• **Work task**
Print each entry verbatim.

─── Data for the task ───

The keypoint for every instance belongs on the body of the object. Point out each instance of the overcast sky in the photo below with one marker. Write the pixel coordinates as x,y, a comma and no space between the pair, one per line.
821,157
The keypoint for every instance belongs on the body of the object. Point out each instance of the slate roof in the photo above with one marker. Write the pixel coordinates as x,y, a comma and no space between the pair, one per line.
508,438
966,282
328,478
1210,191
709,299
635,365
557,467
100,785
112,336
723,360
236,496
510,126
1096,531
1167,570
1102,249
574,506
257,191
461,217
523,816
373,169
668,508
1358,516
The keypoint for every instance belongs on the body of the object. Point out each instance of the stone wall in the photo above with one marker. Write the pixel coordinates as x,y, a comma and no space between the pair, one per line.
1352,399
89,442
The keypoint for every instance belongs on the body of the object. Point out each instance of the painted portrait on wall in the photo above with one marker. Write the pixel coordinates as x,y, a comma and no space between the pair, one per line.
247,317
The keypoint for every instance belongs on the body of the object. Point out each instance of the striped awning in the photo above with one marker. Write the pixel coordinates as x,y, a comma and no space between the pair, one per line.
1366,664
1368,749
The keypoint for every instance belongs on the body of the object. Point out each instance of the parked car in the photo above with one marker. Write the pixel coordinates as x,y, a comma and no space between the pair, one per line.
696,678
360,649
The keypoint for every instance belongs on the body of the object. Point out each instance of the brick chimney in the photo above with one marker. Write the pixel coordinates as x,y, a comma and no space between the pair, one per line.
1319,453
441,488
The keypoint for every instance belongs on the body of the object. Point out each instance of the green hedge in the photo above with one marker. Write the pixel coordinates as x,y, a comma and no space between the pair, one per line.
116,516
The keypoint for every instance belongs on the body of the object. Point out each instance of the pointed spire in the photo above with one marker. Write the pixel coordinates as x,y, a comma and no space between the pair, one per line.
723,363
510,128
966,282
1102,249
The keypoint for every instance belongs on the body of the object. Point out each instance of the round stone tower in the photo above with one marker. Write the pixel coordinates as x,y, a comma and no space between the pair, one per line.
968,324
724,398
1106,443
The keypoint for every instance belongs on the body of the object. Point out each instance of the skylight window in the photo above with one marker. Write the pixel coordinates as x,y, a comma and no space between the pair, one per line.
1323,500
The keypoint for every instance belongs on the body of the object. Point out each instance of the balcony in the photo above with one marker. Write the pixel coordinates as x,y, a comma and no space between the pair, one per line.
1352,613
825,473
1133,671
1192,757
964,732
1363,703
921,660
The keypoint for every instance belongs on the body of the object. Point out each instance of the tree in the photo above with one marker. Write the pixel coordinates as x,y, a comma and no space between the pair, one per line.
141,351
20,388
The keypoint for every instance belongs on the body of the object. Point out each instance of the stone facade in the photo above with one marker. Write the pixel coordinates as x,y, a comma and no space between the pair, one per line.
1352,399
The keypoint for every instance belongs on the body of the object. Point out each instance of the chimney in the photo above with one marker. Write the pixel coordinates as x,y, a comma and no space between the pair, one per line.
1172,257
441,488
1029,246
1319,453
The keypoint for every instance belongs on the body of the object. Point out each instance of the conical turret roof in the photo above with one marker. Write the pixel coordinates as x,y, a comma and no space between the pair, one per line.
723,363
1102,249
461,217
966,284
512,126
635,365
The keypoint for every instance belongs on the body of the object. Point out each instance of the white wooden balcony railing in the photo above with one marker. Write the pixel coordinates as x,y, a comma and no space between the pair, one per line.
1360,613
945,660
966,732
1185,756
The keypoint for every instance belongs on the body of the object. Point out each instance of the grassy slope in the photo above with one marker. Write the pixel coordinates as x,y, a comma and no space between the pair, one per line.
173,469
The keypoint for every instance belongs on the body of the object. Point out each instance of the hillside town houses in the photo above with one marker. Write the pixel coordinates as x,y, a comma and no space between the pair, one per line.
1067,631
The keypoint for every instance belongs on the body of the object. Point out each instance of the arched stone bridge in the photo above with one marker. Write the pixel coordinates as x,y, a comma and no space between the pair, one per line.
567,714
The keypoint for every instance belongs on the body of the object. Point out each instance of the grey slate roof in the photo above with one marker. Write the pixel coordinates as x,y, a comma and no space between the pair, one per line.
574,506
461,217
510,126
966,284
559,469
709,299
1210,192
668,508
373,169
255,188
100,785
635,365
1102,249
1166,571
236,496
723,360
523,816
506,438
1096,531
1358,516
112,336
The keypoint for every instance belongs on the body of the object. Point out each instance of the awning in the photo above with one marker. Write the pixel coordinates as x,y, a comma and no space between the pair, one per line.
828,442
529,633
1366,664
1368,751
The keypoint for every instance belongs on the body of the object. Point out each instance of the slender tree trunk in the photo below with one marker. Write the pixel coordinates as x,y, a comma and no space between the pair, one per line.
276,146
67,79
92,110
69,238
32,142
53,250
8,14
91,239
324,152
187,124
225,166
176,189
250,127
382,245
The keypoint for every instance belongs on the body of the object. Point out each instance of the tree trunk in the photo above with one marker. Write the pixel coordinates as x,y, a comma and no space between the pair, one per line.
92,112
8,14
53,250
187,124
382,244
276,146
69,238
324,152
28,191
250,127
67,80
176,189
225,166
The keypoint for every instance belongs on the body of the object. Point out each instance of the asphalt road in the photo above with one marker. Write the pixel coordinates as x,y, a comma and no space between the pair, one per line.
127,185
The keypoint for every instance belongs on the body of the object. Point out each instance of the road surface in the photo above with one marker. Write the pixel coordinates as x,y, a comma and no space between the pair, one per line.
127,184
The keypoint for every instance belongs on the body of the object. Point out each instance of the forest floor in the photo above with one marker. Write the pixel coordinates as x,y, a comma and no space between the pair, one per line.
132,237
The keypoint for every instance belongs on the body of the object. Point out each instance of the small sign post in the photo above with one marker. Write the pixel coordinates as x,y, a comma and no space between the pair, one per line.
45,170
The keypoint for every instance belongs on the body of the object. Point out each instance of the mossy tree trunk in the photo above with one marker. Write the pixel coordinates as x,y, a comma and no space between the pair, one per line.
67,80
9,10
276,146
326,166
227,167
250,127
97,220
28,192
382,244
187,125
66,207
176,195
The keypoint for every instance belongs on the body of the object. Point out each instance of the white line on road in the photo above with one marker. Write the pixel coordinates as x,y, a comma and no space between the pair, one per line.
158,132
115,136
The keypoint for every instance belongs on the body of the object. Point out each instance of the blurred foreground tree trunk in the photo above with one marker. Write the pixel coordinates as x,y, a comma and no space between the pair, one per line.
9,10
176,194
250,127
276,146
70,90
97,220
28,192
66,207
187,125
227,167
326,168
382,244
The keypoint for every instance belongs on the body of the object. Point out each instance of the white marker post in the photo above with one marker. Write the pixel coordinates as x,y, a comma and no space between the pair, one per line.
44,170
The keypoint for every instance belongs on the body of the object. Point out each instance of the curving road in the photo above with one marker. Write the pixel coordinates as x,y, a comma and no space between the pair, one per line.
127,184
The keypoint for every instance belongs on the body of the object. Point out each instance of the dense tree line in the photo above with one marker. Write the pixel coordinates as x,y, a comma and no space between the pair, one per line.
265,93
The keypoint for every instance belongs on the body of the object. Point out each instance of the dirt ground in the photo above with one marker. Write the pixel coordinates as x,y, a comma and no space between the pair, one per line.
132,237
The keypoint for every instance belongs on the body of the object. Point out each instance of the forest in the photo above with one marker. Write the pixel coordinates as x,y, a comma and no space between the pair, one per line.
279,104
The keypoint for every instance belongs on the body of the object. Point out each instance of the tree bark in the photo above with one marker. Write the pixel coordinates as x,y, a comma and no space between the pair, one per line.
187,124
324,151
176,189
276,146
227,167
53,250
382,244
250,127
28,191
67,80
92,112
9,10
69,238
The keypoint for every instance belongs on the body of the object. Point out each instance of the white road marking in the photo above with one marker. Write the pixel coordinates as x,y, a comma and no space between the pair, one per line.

───

• **Solution**
The keypoint for every instance belongs on the body of the object. Point out each instance of the overcast sky in the photo below with one marker. Write the pixel coordinates as x,y, a comma and no space between the pair, one per line.
821,157
The keypoint for every instance belongs on the body of the object. Point out each instance of the slate roof in the photo above with one marker. Write the pixel coordinates as x,y, a comma and no space between the pair, one per line.
508,438
966,282
328,478
1210,191
709,299
635,365
557,467
100,785
112,336
723,360
236,496
510,126
1096,531
1167,570
1102,249
574,506
257,191
461,217
523,816
373,169
668,508
1358,516
The keypoint for every instance belongs on the body of the object. Point out each instance of the stone wall in the photo above with one marker. Write the pixel coordinates as x,y, a comma and no space between the pair, one per line.
1352,399
89,442
The keypoint for every instance belongs on the body of the object. Point out each instance of the painted portrait on wall in the photo above with one marker. Write the pixel coordinates as x,y, a comma and no space between the pair, one per line.
247,317
The keypoint for every instance belongs on the body of the object. Point out each instance of the striped awning in the photo above with one marker. Write the pixel coordinates as x,y, a comma and no space between the pair, one per line.
1366,664
1368,749
The keypoint for every instance belongs on the body of the object. Point out each instance of the parked car in the photo above with one marker. Write the pixel coordinates as x,y, a comma and no space between the pair, one per line.
696,678
360,649
The keypoint for every instance belongs on the body of the object. Point out each instance of the brick chimney in the photo above with one marker. Write the pixel coordinates as x,y, a comma and no space between the pair, one per line.
1319,453
441,488
The keypoint for every instance belongs on the body of the object. Point out each instance of the green hedge in the photo above with one marker. Write the pixel coordinates as x,y, a comma and no space between the pair, one per line.
116,516
The keypoint for every instance belongs on the body of the object. Point out each instance of the pointed spire in the photo above with one marker. Write the pixel coordinates as x,y, a comma and no space between the pair, one per line.
723,363
510,128
966,282
1102,249
The keypoint for every instance belongs on the body of the object. Point out each instance of the round stone tower in the photo above with one marker. Write the pixel coordinates as x,y, a comma and no space between the pair, one per line.
968,324
724,398
1106,443
The keypoint for every instance belongs on the body of the object. Point out each instance of the skylight window in the photo above with one marker. Write the pixel coordinates as x,y, a comma and no space between the pair, one per line.
1323,500
The keypoint for every instance belongs on the body of the object. Point out each instance of the balcony in the photo above with one marker. Write the pixel coordinates as x,y, a comma and no space between the pair, one per line.
1352,613
825,473
1133,671
1192,757
964,732
1363,703
921,660
The keypoint for every instance belongs on the body of the object. Point out each instance of the tree in the photo above with one marker. Write the pixel coordinates as x,y, a comma and no space between the pair, one per line.
141,351
20,388
The keypoint for every instance belongs on the body of the object. Point out each instance of the stone facade in the photo above with one marker. Write the pixel coordinates as x,y, a comma and no space between the pair, one per line.
1352,399
The keypoint for every instance belongs on the body of the object. Point out each instance of the chimney in the photo above with one marker. Write the pixel coordinates as x,y, a comma and no space between the pair, one per line.
1172,257
441,488
1029,246
1319,453
The keypoint for every instance belongs on the body of the object. Point out each instance of the conical turret roof in the photo above with one marker. Write the pixel coordinates as x,y, a comma and no space between the pair, one per line.
723,363
1102,249
461,217
966,284
512,126
635,365
The keypoint for every instance belongs on the body of the object. Point out each instance of the white wooden balcony railing in the photo above with one marker. Write the pixel coordinates as x,y, a comma and no space between the pair, one per line.
1360,613
945,660
966,732
1185,756
The keypoint for every instance belongs on the body of the object. Point out each instance of the grassy slope in the photo above with one marker. Write the pixel coordinates as x,y, a comma and no space between the pair, one per line.
173,469
The keypoint for every instance belongs on the body of the object. Point out each instance of the hillside town houses in the photo above with one marker. Write the pixel coordinates as x,y, a comma and no space between the pair, one per line.
1067,631
The keypoint for every instance belongs on the body of the object. Point out each instance of the arched stone bridge in the photo above with one marker. Write the pixel coordinates as x,y, a comma and no space between the pair, one per line.
567,714
The keypoint for every instance belongs on the body of the object. Point out each instance of the grey slate roof in the photo above with one marker. Write the pixel coordinates as x,y, a comma and no space between the pair, one per line.
574,506
461,217
510,126
966,284
559,469
709,299
1210,192
668,508
373,169
255,188
100,785
635,365
1102,249
1166,571
236,496
723,360
523,816
506,438
1096,531
1358,516
112,336
The keypoint for every instance belongs on the body of the object. Point out each instance of the awning in the photo above with one marker. Write the pixel coordinates as x,y, a comma and no space between the pair, one per line.
828,442
529,633
1366,664
1368,751
The keypoint for every instance belongs on the body of the object. Point out each instance of the slender tree trunk in the photo below with one marker. Write the pixel coordinates as x,y, a comma and no space between the pair, one per line.
276,146
67,79
92,110
69,238
32,142
53,250
8,14
91,239
324,152
187,124
225,166
176,189
250,127
382,245
The keypoint for every instance belongs on the body of the object. Point out each instance of the tree trunk in the photo above with one marker. Write the pixel coordinates as x,y, a comma and no space between the pair, one per line.
92,112
8,14
53,250
187,124
382,244
276,146
69,238
324,152
28,191
250,127
67,80
176,189
225,166
The keypoint for every instance belongs on the body of the object. Point out each instance of the asphalt road in the photo above with one marker. Write the pixel coordinates as x,y, a comma and no space between the pair, one per line.
127,185
The keypoint for every instance belongs on the body of the object. Point out each instance of the road surface in the photo above with one marker. Write the pixel coordinates as x,y, a comma and no space between the pair, one per line.
127,184
The keypoint for every instance belongs on the body of the object. Point out each instance of the forest floor in the photo above with one marker. Write the pixel coordinates as x,y, a comma and no space between the pair, one per line.
132,237
The keypoint for every instance belongs on the body of the object. Point out each instance of the small sign post in the photo above with one marker. Write the pixel coordinates as x,y, a comma and no space between the pair, one per line.
45,170
The keypoint for every instance belongs on the body of the object. Point out each instance of the mossy tree trunk in the photo above with one marker. Write the pixel coordinates as x,y, a comma and no space between the pair, one per line.
67,80
9,10
276,146
326,166
227,167
250,127
97,220
28,192
382,244
187,125
66,207
176,195
The keypoint for every instance belongs on the body of the object. Point out each instance of the white line on road in the photo above with one marker. Write the pixel coordinates as x,y, a comma and no space between the pair, one per line.
158,132
115,136
The keypoint for every instance belongs on the body of the object. Point out each instance of the blurred foreground tree trunk in the photo above with one marker. Write the pixel coordinates as x,y, a comma and no space between the pair, one per line.
9,10
176,194
250,127
276,146
70,90
97,220
28,192
66,207
187,125
227,167
326,168
382,244
The keypoint for every instance belongs on the body of the object. Point out each instance of the white marker post in the photo above with one marker. Write the pixel coordinates as x,y, a comma and no space between the pair, one per line.
44,170
The keypoint for every instance belongs on the body of the object. Point out each instance of the curving road in the photo above with one marker. Write the pixel coordinates as x,y, a comma and no space between the pair, one per line.
127,184
The keypoint for every instance belongs on the body of the object. Point out each instance of the dense tree line in the photo above with one marker. Write the pixel coordinates as x,y, a comma and no space between the pair, one per line.
265,93
The keypoint for every instance belongs on the body of the object. Point out each instance of the dirt ground in the photo above with one marker. Write the pixel coordinates as x,y, a comma and no space between the pair, one per line.
132,237
The keypoint for every instance belongs on the body of the object. Point out each instance of the forest in the photo above with one marker. Write the pixel coordinates as x,y, a comma and no space between the pair, one per line.
279,104
The keypoint for every instance belongs on the body of the object. Point out each instance of the tree bark in the photo above with one marker. Write the pixel coordinates as x,y, a comma and no space between the pair, one per line.
187,124
324,151
176,189
276,146
227,167
53,250
382,244
250,127
28,191
67,80
92,112
9,10
69,238
The keypoint for every instance belongs on the body of the object. Point out each instance of the white road marking in the photo above with one marker. Write the pixel coordinates as x,y, a comma and no space between the pair, one per line.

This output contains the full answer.